— Working data —
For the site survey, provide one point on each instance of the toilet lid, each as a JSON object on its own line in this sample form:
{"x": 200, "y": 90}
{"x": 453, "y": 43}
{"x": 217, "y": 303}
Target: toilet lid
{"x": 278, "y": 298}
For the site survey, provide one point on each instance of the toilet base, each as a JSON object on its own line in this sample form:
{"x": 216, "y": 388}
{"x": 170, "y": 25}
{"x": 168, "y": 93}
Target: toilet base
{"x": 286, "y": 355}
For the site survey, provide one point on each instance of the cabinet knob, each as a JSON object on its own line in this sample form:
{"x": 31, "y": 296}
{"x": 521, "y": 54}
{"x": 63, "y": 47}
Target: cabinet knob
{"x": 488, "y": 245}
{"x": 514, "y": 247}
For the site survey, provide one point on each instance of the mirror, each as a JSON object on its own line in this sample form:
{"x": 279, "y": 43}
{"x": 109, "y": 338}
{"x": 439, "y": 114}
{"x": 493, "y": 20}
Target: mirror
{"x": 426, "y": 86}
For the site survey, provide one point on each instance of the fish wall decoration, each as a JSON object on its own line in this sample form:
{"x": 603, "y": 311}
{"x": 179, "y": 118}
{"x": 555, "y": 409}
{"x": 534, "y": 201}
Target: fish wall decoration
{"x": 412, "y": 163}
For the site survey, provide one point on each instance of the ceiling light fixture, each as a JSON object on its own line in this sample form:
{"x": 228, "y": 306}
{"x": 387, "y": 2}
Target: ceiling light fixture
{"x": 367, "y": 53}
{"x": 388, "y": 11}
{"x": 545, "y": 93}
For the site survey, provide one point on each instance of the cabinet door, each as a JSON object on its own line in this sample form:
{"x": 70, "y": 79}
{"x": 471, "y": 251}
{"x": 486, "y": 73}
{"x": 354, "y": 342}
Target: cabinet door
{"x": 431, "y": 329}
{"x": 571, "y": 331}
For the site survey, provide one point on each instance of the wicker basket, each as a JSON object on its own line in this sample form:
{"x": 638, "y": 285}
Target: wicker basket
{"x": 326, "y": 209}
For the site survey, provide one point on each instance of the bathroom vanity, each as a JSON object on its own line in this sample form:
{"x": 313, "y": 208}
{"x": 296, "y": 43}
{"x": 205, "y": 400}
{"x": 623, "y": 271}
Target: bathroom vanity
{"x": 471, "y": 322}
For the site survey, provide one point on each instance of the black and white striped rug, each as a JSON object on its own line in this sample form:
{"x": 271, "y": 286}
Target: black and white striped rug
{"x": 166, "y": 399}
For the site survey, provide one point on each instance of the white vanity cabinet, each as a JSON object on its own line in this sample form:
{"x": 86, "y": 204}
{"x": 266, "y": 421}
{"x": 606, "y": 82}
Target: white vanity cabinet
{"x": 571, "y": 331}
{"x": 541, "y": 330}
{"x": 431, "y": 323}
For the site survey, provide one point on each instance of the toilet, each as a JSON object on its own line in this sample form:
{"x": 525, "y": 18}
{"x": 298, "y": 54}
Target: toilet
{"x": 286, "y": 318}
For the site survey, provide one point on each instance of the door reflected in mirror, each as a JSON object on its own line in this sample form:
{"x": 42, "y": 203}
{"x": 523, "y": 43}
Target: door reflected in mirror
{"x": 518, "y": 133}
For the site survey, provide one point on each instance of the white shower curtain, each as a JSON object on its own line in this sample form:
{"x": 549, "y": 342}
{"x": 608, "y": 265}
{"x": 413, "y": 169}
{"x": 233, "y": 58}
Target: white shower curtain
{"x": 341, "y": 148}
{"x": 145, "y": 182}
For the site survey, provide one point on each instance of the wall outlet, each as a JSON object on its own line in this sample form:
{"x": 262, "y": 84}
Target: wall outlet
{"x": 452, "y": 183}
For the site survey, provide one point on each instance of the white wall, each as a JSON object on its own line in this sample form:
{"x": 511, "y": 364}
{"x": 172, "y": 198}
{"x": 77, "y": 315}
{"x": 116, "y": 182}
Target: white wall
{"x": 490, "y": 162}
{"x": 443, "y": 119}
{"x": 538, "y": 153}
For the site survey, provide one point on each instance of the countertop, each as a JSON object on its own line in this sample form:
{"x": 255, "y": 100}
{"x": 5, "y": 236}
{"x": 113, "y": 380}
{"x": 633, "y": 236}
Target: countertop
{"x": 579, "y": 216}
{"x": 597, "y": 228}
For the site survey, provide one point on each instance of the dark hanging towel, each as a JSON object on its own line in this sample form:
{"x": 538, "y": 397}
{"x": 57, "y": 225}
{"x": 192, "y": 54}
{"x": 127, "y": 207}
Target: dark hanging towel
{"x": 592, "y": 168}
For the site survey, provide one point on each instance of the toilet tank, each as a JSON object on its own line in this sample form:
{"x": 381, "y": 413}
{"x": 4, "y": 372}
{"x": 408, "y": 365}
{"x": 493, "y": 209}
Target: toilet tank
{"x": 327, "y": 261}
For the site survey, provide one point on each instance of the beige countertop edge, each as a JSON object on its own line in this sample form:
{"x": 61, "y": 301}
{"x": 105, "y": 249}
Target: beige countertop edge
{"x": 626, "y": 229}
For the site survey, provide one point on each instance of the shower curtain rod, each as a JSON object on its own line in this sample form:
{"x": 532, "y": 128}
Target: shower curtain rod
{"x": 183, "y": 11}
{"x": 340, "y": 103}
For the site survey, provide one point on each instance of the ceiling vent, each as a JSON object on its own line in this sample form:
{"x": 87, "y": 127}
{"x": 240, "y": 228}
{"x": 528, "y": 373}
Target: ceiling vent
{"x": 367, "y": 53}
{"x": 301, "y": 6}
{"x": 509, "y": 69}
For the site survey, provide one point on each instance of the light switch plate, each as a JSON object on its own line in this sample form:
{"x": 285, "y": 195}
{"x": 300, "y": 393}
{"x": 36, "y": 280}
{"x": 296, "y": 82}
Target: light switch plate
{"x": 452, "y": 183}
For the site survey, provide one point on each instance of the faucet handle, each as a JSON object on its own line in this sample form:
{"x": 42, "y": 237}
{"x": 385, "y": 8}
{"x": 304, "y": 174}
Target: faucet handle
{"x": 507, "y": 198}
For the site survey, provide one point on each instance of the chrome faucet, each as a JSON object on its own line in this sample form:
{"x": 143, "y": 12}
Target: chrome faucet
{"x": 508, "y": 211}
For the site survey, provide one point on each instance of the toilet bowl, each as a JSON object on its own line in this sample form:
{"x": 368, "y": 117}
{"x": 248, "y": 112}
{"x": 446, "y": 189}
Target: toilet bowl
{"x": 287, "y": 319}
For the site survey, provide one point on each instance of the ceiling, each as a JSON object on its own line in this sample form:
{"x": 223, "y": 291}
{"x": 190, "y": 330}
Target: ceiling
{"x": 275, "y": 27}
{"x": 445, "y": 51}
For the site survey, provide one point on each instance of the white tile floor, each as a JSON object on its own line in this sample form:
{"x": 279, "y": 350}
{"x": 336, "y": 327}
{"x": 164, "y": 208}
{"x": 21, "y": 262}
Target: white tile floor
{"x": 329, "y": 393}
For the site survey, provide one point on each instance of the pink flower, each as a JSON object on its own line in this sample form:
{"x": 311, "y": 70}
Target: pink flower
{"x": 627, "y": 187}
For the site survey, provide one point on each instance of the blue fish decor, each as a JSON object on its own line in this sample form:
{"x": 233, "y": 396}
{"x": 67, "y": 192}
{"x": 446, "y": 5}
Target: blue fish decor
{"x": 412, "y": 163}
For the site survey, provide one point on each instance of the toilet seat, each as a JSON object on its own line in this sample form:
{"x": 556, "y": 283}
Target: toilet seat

— Request —
Exactly reproduce every line of the data above.

— Exercise result —
For the site survey, provide one point on each instance of the toilet lid, each as a JSON object on its own line in this sample form:
{"x": 200, "y": 90}
{"x": 453, "y": 43}
{"x": 217, "y": 303}
Target: toilet lid
{"x": 278, "y": 298}
For the site survey, provide one point on each instance of the toilet base, each as a JSON object on its own line in this sample form:
{"x": 216, "y": 388}
{"x": 170, "y": 25}
{"x": 168, "y": 93}
Target: toilet base
{"x": 286, "y": 355}
For the site survey, provide one point on each instance of the cabinet knob, each as a JSON object on its own line in this sample form:
{"x": 31, "y": 296}
{"x": 521, "y": 54}
{"x": 63, "y": 47}
Target: cabinet knob
{"x": 488, "y": 245}
{"x": 514, "y": 247}
For the site survey, provide one point on each instance of the mirror, each as a JSON object on its own line in this sample form:
{"x": 279, "y": 43}
{"x": 109, "y": 338}
{"x": 439, "y": 114}
{"x": 493, "y": 20}
Target: mirror
{"x": 426, "y": 86}
For the site survey, provide one point on each instance of the fish wall decoration, each as a JSON object on its own line in this sample form:
{"x": 603, "y": 311}
{"x": 179, "y": 118}
{"x": 555, "y": 409}
{"x": 534, "y": 201}
Target: fish wall decoration
{"x": 412, "y": 163}
For the site survey, provide one point on each instance of the ceiling light fixture, each as a JSON object on its own line in this sample form:
{"x": 228, "y": 306}
{"x": 387, "y": 2}
Target: ceiling light fixture
{"x": 367, "y": 53}
{"x": 388, "y": 11}
{"x": 545, "y": 93}
For the site survey, provide one point on each instance of the cabinet door, each as a JSON object on its own line in this sample form:
{"x": 70, "y": 79}
{"x": 471, "y": 251}
{"x": 486, "y": 73}
{"x": 354, "y": 342}
Target: cabinet door
{"x": 431, "y": 329}
{"x": 571, "y": 331}
For the site survey, provide one point on each instance of the wicker basket, each as a JSON object on its own line in this sample form:
{"x": 638, "y": 285}
Target: wicker basket
{"x": 326, "y": 209}
For the site survey, provide one point on each instance of the bathroom vanity, each as a JSON object on its own line in this sample form:
{"x": 313, "y": 208}
{"x": 296, "y": 43}
{"x": 205, "y": 400}
{"x": 623, "y": 271}
Target: bathroom vanity
{"x": 471, "y": 322}
For the site survey, provide one point on each instance of the black and white striped rug, each as a JSON object on its own line in this sample form:
{"x": 271, "y": 286}
Target: black and white striped rug
{"x": 166, "y": 399}
For the site survey, provide one point on each instance of the white vanity cabinet, each as a JSON object on its own line in this sample form:
{"x": 86, "y": 204}
{"x": 266, "y": 421}
{"x": 606, "y": 82}
Target: white vanity cabinet
{"x": 571, "y": 331}
{"x": 541, "y": 330}
{"x": 431, "y": 323}
For the site survey, provide one point on each instance of the toilet, each as a JSON object on its own line in this sample form:
{"x": 525, "y": 18}
{"x": 298, "y": 54}
Target: toilet
{"x": 286, "y": 318}
For the site survey, provide one point on each instance of the door reflected in mirror, each as a JSON object on its own line in this sample form:
{"x": 42, "y": 203}
{"x": 523, "y": 43}
Target: door reflected in mirror
{"x": 518, "y": 133}
For the site survey, provide one point on each instance of the white shower curtain, each as a JSON object on its own line in this sample form:
{"x": 549, "y": 342}
{"x": 608, "y": 265}
{"x": 413, "y": 169}
{"x": 233, "y": 58}
Target: white shower curtain
{"x": 341, "y": 148}
{"x": 145, "y": 182}
For the site survey, provide one point on each instance of the wall outlet, each as a JSON object on its own line in this sample form:
{"x": 262, "y": 84}
Target: wall outlet
{"x": 452, "y": 183}
For the site survey, provide one point on each instance of the white wall, each as a JSON object on its own line in this sample form:
{"x": 511, "y": 364}
{"x": 172, "y": 198}
{"x": 77, "y": 315}
{"x": 116, "y": 182}
Target: white wall
{"x": 490, "y": 162}
{"x": 443, "y": 119}
{"x": 538, "y": 153}
For the site survey, provide one point on each instance of the countertop, each as a JSON object on its own line in this sample form:
{"x": 255, "y": 100}
{"x": 5, "y": 236}
{"x": 113, "y": 380}
{"x": 633, "y": 236}
Target: countertop
{"x": 579, "y": 216}
{"x": 597, "y": 228}
For the site survey, provide one point on each instance of the dark hanging towel, each as a JSON object on its own line in this sample form:
{"x": 538, "y": 397}
{"x": 57, "y": 225}
{"x": 192, "y": 54}
{"x": 127, "y": 207}
Target: dark hanging towel
{"x": 592, "y": 168}
For the site survey, provide one point on each instance of the toilet tank, each as a JSON object on its own line in this sample form:
{"x": 381, "y": 413}
{"x": 4, "y": 372}
{"x": 408, "y": 365}
{"x": 493, "y": 209}
Target: toilet tank
{"x": 327, "y": 261}
For the site survey, provide one point on each instance of the beige countertop edge, each as a JSON object on its own line in this sample form:
{"x": 61, "y": 301}
{"x": 105, "y": 249}
Target: beige countertop edge
{"x": 626, "y": 229}
For the site survey, provide one point on each instance of the shower curtain rod, each as a JSON object on its own line in this sample form:
{"x": 532, "y": 128}
Target: shower curtain rod
{"x": 183, "y": 11}
{"x": 340, "y": 103}
For the site survey, provide one point on each instance of the ceiling vent, each as a JSON object on its own line in this sample form:
{"x": 87, "y": 127}
{"x": 240, "y": 228}
{"x": 528, "y": 373}
Target: ceiling vent
{"x": 367, "y": 53}
{"x": 301, "y": 6}
{"x": 509, "y": 69}
For the site survey, provide one point on each instance of the light switch plate, each as a JSON object on its own line in this sample form:
{"x": 285, "y": 195}
{"x": 300, "y": 393}
{"x": 36, "y": 280}
{"x": 296, "y": 82}
Target: light switch plate
{"x": 452, "y": 183}
For the site survey, provide one point on each instance of the faucet handle, each as a JSON object on its own line in this sample form:
{"x": 42, "y": 237}
{"x": 385, "y": 8}
{"x": 304, "y": 174}
Target: faucet handle
{"x": 507, "y": 198}
For the site survey, provide one point on each instance of the chrome faucet, each as a JSON object on its own line in this sample form:
{"x": 143, "y": 12}
Target: chrome faucet
{"x": 508, "y": 211}
For the site survey, provide one point on each instance of the toilet bowl, each as a JSON object on its own line in this sample form:
{"x": 368, "y": 117}
{"x": 248, "y": 112}
{"x": 446, "y": 189}
Target: toilet bowl
{"x": 287, "y": 319}
For the site survey, provide one point on each instance of the ceiling, each as a JSON object on its own line in this sample form:
{"x": 223, "y": 291}
{"x": 190, "y": 330}
Target: ceiling
{"x": 275, "y": 27}
{"x": 445, "y": 51}
For the site survey, provide one point on each instance of the white tile floor, each as a JSON object on its own line in this sample form:
{"x": 279, "y": 350}
{"x": 336, "y": 327}
{"x": 164, "y": 208}
{"x": 21, "y": 262}
Target: white tile floor
{"x": 329, "y": 393}
For the site survey, provide one point on each instance of the pink flower, each as a JSON object on its own line in this sample form:
{"x": 311, "y": 70}
Target: pink flower
{"x": 627, "y": 187}
For the site survey, provide one point on each instance of the blue fish decor, each as a JSON object on its own line in this sample form:
{"x": 233, "y": 396}
{"x": 67, "y": 192}
{"x": 446, "y": 5}
Target: blue fish decor
{"x": 412, "y": 163}
For the site survey, provide one point on each instance of the toilet seat, each as a JSON object on its own line in this sample form:
{"x": 556, "y": 283}
Target: toilet seat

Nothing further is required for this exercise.